=== Data supplied ===
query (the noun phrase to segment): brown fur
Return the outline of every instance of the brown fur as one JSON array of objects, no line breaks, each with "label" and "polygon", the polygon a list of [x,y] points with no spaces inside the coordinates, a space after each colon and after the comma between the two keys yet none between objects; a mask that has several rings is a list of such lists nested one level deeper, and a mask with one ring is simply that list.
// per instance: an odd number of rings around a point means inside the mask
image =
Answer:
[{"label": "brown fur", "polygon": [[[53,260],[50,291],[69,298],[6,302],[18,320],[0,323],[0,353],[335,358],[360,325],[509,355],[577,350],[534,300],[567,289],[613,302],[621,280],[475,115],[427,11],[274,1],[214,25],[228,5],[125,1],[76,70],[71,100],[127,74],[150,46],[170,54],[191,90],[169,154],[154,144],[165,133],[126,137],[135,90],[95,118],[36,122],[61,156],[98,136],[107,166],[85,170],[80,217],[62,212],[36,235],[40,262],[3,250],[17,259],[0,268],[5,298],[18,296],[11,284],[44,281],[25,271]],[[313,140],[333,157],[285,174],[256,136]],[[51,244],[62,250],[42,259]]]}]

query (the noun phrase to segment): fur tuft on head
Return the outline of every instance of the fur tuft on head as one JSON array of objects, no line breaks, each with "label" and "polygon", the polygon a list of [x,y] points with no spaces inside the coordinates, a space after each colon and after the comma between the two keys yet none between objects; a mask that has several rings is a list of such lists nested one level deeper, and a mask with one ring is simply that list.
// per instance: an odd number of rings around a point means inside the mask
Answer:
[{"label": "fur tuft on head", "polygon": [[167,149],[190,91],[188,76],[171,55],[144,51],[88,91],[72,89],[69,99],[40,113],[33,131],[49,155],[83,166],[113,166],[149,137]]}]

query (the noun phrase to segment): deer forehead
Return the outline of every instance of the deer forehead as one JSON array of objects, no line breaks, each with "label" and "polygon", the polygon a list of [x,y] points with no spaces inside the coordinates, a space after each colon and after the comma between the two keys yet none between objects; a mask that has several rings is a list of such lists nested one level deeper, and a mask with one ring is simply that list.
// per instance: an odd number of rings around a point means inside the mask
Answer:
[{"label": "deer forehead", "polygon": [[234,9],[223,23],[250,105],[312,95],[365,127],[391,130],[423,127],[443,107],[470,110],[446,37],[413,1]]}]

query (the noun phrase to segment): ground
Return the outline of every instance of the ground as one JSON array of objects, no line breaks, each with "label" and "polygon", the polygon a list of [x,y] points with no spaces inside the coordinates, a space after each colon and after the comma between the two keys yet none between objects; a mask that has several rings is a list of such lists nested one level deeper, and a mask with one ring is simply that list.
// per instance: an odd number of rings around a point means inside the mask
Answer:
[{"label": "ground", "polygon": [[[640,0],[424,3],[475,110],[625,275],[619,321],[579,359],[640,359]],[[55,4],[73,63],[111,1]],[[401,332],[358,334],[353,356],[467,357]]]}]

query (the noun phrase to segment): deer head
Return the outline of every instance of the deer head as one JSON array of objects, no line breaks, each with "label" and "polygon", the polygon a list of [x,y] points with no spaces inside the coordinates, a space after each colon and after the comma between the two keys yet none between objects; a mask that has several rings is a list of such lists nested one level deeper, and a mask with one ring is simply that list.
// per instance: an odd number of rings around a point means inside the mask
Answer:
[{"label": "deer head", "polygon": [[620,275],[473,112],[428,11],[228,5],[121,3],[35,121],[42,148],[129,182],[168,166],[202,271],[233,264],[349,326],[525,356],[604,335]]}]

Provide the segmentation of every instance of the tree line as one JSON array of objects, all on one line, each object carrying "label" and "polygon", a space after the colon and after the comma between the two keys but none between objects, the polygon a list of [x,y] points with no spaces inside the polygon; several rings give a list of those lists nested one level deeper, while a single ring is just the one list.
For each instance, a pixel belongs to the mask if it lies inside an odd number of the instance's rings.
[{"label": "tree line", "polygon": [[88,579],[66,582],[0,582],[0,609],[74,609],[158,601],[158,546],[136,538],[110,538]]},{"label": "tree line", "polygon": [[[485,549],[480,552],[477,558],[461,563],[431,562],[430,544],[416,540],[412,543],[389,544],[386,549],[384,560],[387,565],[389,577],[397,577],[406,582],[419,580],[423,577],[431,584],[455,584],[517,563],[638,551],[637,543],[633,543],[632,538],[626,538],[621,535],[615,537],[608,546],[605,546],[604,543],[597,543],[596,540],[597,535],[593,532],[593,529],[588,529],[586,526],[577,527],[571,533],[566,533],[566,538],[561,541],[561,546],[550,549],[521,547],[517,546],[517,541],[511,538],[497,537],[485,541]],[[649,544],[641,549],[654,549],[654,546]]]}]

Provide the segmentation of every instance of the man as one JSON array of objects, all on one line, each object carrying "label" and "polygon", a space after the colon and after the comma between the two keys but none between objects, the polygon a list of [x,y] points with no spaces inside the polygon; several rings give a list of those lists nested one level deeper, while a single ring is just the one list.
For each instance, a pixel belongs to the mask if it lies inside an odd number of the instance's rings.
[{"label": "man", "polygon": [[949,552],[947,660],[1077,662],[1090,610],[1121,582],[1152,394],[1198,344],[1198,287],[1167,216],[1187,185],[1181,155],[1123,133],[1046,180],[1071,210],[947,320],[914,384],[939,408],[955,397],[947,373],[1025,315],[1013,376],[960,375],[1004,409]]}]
===
Exercise brief —
Recast the listing above as a two-column CSV with a header row naming the columns request and answer. Give one row for every request in the listing, with its full text and its answer each in a single quoted field and all line breaks replaced by spaces.

Reply —
request,answer
"query (the noun phrase to segment): brown fur Return the outline of every instance of the brown fur as one JSON array of objects, no line breaks, each with ""label"" and ""polygon"", the polygon a list of [x,y] points with no spaces inside the coordinates, a space after each colon and after the comma between the two keys yet none between objects; a mask that has several rings is a list of such lists nested one level deeper, and a mask with one ring is simply that list. // per instance: an odd number of rings around a point means inside the mask image = Answer:","[{""label"": ""brown fur"", ""polygon"": [[[53,260],[50,291],[69,298],[6,302],[18,320],[0,323],[0,353],[335,358],[360,325],[509,355],[577,350],[534,300],[567,289],[613,302],[621,280],[475,115],[427,11],[274,1],[214,25],[228,5],[125,1],[76,70],[71,100],[127,74],[150,46],[170,54],[191,90],[169,154],[154,144],[165,133],[126,137],[135,90],[95,118],[36,122],[61,156],[98,136],[107,166],[85,170],[80,217],[62,212],[36,235],[40,262],[3,250],[17,259],[0,268],[5,298],[18,296],[11,284],[44,281],[25,271]],[[313,140],[333,157],[285,174],[256,136]],[[51,244],[62,250],[42,259]]]}]"
"query (the noun phrase to segment): fur tuft on head Return the outline of every instance of the fur tuft on head as one JSON array of objects, no line breaks, each with ""label"" and ""polygon"", the polygon a list of [x,y] points with no spaces inside the coordinates, a space after each colon and after the comma between the two keys yet none between objects; a mask that has several rings is a list of such lists nested one level deeper, and a mask with one ring is simply that list. // per instance: an odd number of rings around a point means inside the mask Answer:","[{""label"": ""fur tuft on head"", ""polygon"": [[167,149],[190,91],[188,76],[171,55],[144,51],[88,91],[72,89],[69,99],[40,113],[33,131],[49,155],[83,166],[113,166],[149,137]]}]"
"query (the noun phrase to segment): deer forehead Return the outline of every instance of the deer forehead as one JSON array of objects, no line breaks, each with ""label"" and ""polygon"", the polygon a list of [x,y] points with no spaces inside the coordinates, a space after each colon and after the comma between the two keys yet none between objects; a mask that has several rings is a list of such lists nested one level deeper, and a mask with one ring is simply that list. // per instance: an odd number of rings around a point means inside the mask Answer:","[{""label"": ""deer forehead"", ""polygon"": [[234,9],[223,23],[250,105],[312,95],[365,127],[391,130],[423,127],[443,107],[470,110],[446,37],[413,1]]}]"
"query (the noun phrase to segment): ground Return the outline of every instance of the ground as one JSON array of objects, no line breaks, each with ""label"" and ""polygon"", the polygon a list of [x,y] points with no spaces inside the coordinates, a space after each colon and after the comma between the two keys yet none between objects; a mask that has several rings is a list of such lists nested one level deeper, and a mask with one ring is simply that list. // per instance: an odd number of rings around a point means inside the mask Answer:","[{""label"": ""ground"", ""polygon"": [[[640,0],[424,3],[475,110],[625,275],[619,321],[579,359],[640,359]],[[55,4],[73,63],[111,1]],[[401,332],[358,334],[353,356],[467,357]]]}]"
"query (the noun phrase to segment): deer head Return the outline of every instance of the deer head as one JSON array of objects, no line breaks, each with ""label"" and ""polygon"", the polygon a list of [x,y] points with no spaces inside the coordinates, a space after each colon and after the comma between the two keys yet none between objects; a mask that has several rings is a list of such lists nested one level deeper, and a mask with one ring is simply that list. // per instance: an odd number of rings around a point means inside the mask Answer:","[{""label"": ""deer head"", ""polygon"": [[620,275],[473,112],[428,11],[228,5],[121,3],[35,121],[42,148],[129,182],[168,166],[202,271],[233,264],[349,326],[525,356],[604,335]]}]"
"Provide the segmentation of every instance of the tree line as one JSON array of objects, all on one line, each object carrying ""label"" and ""polygon"", a space after the colon and after the comma between the two keys but none between objects, the polygon a list of [x,y] points with no spaces inside the polygon; several rings give a list of those lists nested one level deeper, while a single ring is just the one list. For each instance, a pixel belongs to the mask if it lies inside an odd number of the instance's rings.","[{""label"": ""tree line"", ""polygon"": [[88,579],[66,582],[0,582],[0,609],[74,609],[158,601],[158,546],[136,538],[110,538]]},{""label"": ""tree line"", ""polygon"": [[[485,549],[480,552],[477,558],[461,563],[431,562],[430,544],[416,540],[412,543],[389,544],[386,549],[384,560],[387,565],[389,577],[397,577],[406,582],[419,580],[423,577],[431,584],[455,584],[517,563],[638,551],[637,543],[633,543],[632,538],[626,538],[621,535],[615,537],[608,546],[605,546],[604,543],[597,543],[596,540],[597,535],[593,532],[593,529],[588,529],[586,526],[577,527],[571,533],[566,533],[566,538],[561,541],[561,546],[550,549],[521,547],[517,546],[517,541],[511,538],[497,537],[485,541]],[[649,544],[641,549],[654,549],[654,546]]]}]"
"Provide the segmentation of every instance of the man as one JSON array of objects, all on one line, each object carrying ""label"" and ""polygon"", a space after the colon and after the comma between the two keys but none between objects, the polygon a list of [x,y] points with no spaces inside the polygon; several rings give a list of those lists nested one level deeper, while a single ring is just the one list. For each instance, a pixel belongs to the mask if it lies inside an odd number of the instance's rings.","[{""label"": ""man"", ""polygon"": [[949,552],[947,660],[1077,662],[1090,610],[1121,582],[1152,394],[1198,344],[1198,287],[1167,216],[1187,185],[1181,155],[1123,133],[1046,180],[1071,210],[947,320],[914,384],[939,408],[955,397],[947,373],[1025,315],[1013,376],[960,375],[1004,409]]}]"